- TASK BRIEF -
Reproduce the lines from the one holding "Where can you spot the truck bed" to the end of the entries. Include both ends and change nothing.

(Natural-language object grounding data)
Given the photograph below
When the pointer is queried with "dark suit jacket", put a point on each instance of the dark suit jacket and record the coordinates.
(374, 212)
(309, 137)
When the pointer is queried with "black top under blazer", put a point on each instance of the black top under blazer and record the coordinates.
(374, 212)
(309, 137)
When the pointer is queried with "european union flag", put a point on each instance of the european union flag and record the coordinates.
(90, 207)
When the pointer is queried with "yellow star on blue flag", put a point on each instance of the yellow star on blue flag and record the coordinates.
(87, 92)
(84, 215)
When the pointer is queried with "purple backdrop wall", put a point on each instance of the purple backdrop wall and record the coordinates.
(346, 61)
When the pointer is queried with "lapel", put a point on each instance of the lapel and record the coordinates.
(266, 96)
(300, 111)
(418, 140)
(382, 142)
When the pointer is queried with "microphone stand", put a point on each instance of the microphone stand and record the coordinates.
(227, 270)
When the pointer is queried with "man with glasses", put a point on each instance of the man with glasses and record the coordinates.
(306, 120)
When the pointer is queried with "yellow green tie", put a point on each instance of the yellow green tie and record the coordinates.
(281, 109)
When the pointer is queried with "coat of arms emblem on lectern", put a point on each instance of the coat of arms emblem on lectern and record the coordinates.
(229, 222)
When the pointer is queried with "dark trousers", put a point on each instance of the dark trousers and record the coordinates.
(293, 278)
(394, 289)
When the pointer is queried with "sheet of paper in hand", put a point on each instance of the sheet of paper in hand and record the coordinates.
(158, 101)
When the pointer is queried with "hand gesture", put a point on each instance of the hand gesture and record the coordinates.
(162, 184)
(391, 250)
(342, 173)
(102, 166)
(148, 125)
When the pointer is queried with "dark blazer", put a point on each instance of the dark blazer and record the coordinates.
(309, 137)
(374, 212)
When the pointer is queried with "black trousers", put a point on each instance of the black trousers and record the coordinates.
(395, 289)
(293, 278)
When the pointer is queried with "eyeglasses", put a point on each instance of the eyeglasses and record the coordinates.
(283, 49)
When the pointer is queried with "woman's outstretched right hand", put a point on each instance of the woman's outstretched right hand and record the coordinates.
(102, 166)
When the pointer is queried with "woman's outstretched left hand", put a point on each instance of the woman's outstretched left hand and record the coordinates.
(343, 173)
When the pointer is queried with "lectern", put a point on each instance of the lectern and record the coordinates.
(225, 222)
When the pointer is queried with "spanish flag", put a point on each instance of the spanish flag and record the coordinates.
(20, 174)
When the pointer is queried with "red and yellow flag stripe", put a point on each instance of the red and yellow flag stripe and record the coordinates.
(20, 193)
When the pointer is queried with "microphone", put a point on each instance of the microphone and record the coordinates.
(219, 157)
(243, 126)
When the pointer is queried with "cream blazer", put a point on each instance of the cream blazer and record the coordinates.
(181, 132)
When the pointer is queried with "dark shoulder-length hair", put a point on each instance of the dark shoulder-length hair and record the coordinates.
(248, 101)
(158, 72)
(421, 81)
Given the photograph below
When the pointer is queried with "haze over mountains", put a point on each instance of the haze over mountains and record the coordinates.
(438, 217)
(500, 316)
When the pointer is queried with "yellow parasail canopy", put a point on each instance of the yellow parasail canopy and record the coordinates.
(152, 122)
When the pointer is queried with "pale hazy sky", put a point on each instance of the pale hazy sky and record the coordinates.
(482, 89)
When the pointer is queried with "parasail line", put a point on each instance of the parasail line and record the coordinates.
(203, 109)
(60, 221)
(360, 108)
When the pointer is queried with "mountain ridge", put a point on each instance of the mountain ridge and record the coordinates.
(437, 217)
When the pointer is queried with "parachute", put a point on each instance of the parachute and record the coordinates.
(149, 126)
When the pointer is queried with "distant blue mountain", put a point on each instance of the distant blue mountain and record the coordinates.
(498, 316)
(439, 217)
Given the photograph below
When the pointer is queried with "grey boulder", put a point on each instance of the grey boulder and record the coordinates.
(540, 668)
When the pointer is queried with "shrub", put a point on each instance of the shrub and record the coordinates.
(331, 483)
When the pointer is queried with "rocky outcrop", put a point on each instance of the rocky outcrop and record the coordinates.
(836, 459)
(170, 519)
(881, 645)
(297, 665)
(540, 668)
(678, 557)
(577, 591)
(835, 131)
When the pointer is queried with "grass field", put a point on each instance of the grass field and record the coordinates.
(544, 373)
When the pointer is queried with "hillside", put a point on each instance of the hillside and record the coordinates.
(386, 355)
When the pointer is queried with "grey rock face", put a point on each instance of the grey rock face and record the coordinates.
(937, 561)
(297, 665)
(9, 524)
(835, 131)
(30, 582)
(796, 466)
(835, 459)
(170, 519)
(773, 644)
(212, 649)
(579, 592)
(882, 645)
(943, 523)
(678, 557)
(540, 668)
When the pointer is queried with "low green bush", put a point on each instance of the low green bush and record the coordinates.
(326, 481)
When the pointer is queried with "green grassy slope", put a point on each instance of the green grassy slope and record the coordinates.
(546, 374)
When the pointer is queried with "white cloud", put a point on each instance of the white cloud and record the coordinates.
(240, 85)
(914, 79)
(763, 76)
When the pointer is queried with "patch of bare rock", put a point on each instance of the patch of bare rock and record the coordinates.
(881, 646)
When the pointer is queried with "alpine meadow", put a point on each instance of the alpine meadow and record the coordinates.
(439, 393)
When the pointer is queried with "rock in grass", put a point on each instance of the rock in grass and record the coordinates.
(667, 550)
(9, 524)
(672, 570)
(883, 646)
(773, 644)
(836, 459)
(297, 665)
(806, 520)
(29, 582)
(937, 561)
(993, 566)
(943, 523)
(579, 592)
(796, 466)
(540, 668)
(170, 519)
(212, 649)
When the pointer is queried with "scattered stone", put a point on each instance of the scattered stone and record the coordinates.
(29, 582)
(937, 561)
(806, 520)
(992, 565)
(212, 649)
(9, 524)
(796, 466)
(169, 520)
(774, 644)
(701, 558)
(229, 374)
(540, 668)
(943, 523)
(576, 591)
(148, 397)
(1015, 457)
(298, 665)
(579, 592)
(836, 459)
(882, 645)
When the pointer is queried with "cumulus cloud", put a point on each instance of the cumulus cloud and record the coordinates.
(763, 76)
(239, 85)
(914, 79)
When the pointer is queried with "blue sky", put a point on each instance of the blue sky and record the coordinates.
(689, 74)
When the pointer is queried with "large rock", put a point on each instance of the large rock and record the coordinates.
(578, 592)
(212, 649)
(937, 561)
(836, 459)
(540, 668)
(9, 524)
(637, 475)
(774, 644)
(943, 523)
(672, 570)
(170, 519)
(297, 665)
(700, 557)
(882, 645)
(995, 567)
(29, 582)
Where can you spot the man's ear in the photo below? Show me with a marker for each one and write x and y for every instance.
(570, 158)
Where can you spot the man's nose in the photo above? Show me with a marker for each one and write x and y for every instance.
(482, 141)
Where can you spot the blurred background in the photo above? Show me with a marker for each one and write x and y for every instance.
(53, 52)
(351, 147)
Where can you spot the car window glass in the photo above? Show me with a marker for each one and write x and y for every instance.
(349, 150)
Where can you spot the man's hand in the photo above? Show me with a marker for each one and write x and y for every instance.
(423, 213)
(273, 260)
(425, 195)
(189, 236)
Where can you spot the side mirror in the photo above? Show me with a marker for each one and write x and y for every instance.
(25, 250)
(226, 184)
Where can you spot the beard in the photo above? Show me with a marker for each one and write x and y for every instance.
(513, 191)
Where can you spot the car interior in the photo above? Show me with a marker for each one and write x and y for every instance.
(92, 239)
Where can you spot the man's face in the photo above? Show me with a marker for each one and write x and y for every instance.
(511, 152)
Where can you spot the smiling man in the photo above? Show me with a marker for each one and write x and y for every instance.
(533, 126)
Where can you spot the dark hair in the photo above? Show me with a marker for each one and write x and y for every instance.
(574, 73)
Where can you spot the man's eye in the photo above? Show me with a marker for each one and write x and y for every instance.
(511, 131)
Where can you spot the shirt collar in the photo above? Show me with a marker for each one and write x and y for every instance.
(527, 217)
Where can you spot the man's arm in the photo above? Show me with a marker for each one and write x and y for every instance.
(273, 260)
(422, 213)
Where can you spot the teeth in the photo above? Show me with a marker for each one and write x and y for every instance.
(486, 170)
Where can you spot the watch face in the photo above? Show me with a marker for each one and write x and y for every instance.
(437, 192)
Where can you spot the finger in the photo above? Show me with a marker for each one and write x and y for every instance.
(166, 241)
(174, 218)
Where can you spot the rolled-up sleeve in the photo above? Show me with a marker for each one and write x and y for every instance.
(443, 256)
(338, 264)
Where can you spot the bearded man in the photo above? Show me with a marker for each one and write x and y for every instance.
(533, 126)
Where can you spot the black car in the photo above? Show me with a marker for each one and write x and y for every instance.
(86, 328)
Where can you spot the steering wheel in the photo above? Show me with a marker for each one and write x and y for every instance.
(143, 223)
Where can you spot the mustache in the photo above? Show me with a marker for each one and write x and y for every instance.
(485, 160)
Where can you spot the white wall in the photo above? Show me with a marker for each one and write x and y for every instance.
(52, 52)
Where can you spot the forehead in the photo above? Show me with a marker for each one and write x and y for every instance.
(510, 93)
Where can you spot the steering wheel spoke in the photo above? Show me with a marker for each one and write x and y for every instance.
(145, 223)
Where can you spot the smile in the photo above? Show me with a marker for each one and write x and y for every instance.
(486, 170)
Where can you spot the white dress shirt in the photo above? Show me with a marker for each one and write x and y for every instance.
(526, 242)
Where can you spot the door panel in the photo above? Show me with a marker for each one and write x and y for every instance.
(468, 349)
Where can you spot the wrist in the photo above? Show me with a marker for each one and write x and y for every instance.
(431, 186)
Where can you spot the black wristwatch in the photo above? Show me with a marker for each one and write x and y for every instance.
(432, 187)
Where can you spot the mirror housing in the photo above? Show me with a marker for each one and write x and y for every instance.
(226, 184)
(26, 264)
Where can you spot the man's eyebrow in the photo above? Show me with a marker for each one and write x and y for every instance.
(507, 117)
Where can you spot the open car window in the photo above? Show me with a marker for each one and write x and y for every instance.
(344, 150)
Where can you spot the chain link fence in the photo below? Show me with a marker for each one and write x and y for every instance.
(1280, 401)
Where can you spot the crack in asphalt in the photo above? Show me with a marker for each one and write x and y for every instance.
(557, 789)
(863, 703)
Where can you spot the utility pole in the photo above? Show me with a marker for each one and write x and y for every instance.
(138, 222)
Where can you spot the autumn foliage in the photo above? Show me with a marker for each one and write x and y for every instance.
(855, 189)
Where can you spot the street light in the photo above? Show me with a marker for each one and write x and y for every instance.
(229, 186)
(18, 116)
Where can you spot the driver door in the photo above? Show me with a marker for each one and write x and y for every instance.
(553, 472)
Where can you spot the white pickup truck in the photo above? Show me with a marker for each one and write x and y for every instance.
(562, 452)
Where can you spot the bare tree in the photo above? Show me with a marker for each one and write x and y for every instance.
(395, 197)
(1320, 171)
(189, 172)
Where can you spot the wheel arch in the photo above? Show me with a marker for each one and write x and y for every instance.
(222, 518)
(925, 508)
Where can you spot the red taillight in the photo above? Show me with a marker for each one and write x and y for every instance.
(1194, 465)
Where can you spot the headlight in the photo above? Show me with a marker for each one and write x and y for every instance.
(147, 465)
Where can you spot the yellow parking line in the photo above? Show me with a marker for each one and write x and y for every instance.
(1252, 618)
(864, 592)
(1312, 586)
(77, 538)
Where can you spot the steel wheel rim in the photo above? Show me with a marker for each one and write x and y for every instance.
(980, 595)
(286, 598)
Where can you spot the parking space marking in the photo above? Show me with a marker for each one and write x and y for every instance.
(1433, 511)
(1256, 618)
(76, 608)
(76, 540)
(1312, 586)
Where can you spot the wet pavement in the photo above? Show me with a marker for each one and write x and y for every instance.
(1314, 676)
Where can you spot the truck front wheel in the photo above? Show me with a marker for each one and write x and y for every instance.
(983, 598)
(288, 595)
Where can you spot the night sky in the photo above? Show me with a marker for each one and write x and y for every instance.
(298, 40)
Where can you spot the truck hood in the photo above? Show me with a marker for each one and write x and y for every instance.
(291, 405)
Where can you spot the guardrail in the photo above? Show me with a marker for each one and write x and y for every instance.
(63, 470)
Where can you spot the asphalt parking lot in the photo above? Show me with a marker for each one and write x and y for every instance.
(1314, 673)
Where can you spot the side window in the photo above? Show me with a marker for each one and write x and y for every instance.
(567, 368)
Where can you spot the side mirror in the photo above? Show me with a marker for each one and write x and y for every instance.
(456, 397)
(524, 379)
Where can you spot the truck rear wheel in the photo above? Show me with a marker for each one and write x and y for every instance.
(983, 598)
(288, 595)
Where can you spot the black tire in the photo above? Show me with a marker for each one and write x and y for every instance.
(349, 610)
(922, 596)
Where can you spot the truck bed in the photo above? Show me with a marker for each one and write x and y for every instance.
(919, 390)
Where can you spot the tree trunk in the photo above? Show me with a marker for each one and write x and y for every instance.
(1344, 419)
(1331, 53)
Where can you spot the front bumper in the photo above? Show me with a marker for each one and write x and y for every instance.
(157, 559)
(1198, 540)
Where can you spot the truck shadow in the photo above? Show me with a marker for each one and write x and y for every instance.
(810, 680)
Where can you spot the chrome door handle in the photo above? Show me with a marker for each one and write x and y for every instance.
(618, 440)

- YOUR RESPONSE -
Where can you spot the truck bed in the photo above? Show me with a marker for each one and write x and y for every instance.
(919, 390)
Where can you spot the tree trunk in the photo above? Show me with a marker for each one and write x and y for every instance.
(1344, 419)
(1331, 53)
Where can you spot the front bumper in the photo above? Show me with a marker for each one and write x and y for every instance.
(157, 559)
(1198, 540)
Where can you spot the truck shadow in the photo above? Show me with a marker for each one and write x and y for every instance.
(810, 680)
Where can you spot the chrome door handle in the photo above? Show me with a marker for each one and write x and y for every instance.
(618, 440)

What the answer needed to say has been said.